§ SOURCE DATA:

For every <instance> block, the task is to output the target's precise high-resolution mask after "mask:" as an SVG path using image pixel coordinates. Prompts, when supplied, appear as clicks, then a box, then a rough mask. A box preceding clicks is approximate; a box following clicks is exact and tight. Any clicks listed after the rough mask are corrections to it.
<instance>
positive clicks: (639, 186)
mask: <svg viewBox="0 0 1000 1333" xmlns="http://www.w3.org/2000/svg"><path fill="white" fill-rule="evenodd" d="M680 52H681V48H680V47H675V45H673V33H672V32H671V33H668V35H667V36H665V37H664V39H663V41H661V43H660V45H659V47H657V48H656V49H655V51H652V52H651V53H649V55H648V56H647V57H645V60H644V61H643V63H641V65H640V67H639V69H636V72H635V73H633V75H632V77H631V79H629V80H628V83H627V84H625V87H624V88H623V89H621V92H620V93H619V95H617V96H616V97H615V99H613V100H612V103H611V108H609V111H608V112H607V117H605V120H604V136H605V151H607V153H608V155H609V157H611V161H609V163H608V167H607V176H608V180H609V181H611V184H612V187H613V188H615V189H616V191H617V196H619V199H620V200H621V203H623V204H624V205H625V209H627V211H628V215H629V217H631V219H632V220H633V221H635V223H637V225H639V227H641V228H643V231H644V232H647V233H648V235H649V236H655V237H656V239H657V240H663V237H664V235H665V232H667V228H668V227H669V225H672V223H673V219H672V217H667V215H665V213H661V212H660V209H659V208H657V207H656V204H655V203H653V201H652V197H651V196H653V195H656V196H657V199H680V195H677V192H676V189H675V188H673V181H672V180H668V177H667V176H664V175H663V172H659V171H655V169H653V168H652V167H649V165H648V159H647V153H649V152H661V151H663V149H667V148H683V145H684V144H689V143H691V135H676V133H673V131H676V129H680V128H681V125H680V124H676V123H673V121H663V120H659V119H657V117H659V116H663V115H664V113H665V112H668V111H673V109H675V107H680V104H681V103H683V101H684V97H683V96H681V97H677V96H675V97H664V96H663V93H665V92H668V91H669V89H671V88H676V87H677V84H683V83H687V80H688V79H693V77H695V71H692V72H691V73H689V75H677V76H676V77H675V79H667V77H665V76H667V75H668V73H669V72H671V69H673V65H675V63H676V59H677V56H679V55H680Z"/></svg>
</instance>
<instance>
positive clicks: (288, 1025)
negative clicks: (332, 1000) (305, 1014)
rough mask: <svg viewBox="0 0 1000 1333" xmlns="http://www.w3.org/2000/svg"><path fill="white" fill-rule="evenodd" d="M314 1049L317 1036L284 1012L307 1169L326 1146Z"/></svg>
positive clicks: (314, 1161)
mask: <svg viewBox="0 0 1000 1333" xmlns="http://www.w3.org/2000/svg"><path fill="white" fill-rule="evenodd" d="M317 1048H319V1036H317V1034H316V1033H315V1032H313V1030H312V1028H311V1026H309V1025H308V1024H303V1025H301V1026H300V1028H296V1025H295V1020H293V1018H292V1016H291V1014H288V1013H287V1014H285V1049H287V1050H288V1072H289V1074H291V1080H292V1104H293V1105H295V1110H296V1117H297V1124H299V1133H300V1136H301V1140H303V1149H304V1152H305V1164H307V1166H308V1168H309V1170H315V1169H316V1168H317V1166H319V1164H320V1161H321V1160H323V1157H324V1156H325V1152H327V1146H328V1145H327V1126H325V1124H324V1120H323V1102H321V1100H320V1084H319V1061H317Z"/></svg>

§ WORK REQUEST: Copy the entries from their very start through the line containing "positive clicks: (639, 186)", replacing "rough mask" with "coarse mask" and leaving everything else unchanged.

§ COMPLETED EXERCISE:
For every <instance> block, the task is to output the target's precise high-resolution mask after "mask:" as an SVG path using image pixel coordinates. Prompts, when supplied, appear as clicks, then a box, then a coarse mask. A box preceding clicks is approximate; a box following clicks is exact and tight. Any clicks listed after the coarse mask are corrections to it.
<instance>
positive clicks: (639, 186)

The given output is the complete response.